Directive >> Print every line of the records below verbatim, but leave out the pictures.

Excerpted data >>
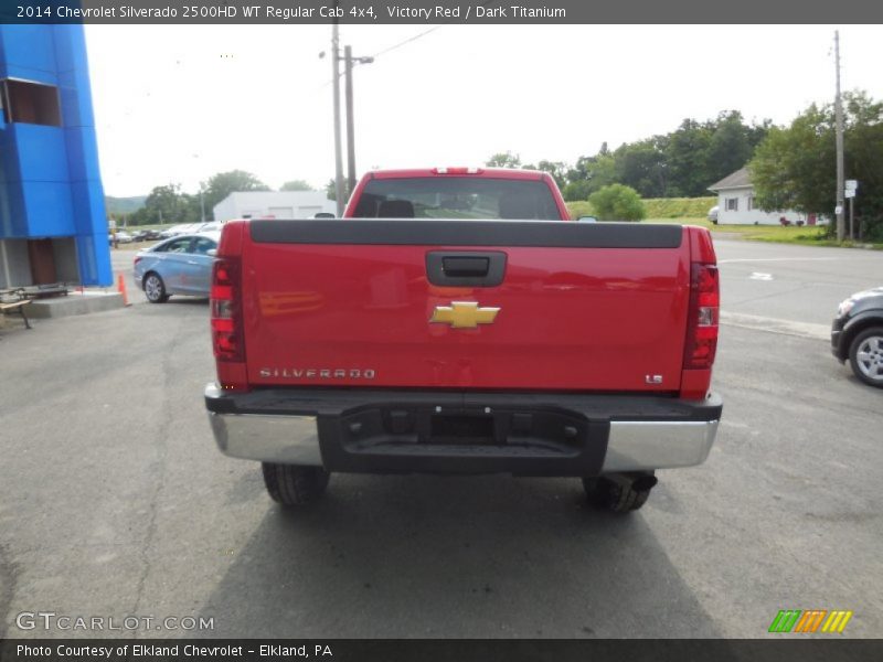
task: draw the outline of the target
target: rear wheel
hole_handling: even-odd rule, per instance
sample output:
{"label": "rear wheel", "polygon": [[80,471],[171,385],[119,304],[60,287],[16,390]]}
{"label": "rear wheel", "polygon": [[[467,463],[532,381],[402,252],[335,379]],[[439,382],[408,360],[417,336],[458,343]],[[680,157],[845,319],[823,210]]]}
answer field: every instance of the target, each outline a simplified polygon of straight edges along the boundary
{"label": "rear wheel", "polygon": [[166,293],[166,284],[159,274],[151,271],[145,276],[145,296],[151,303],[164,303],[169,300],[169,295]]}
{"label": "rear wheel", "polygon": [[593,505],[614,513],[630,513],[647,503],[657,479],[650,473],[584,478],[583,489]]}
{"label": "rear wheel", "polygon": [[883,388],[883,327],[865,329],[853,339],[849,363],[862,382]]}
{"label": "rear wheel", "polygon": [[262,462],[264,484],[274,501],[283,505],[305,505],[318,500],[331,474],[321,467]]}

Completed task >>
task: draw the outline of the target
target: rear wheel
hole_handling: even-odd rule, per instance
sample output:
{"label": "rear wheel", "polygon": [[80,471],[171,385],[119,304],[60,287],[16,390]]}
{"label": "rear wheel", "polygon": [[[467,463],[532,381],[402,252],[335,379]],[[439,382],[408,360],[417,336],[458,343]],[[680,157],[845,319],[823,210]]]}
answer field: every instance of the target, each outline a simplified polygon of straight edges along the boundary
{"label": "rear wheel", "polygon": [[166,293],[166,284],[159,274],[151,271],[145,276],[145,296],[151,303],[164,303],[169,300],[169,295]]}
{"label": "rear wheel", "polygon": [[593,505],[614,513],[630,513],[647,503],[657,479],[650,473],[584,478],[583,489]]}
{"label": "rear wheel", "polygon": [[883,388],[883,327],[865,329],[853,339],[849,363],[862,382]]}
{"label": "rear wheel", "polygon": [[262,462],[264,484],[274,501],[283,505],[305,505],[318,500],[331,474],[321,467]]}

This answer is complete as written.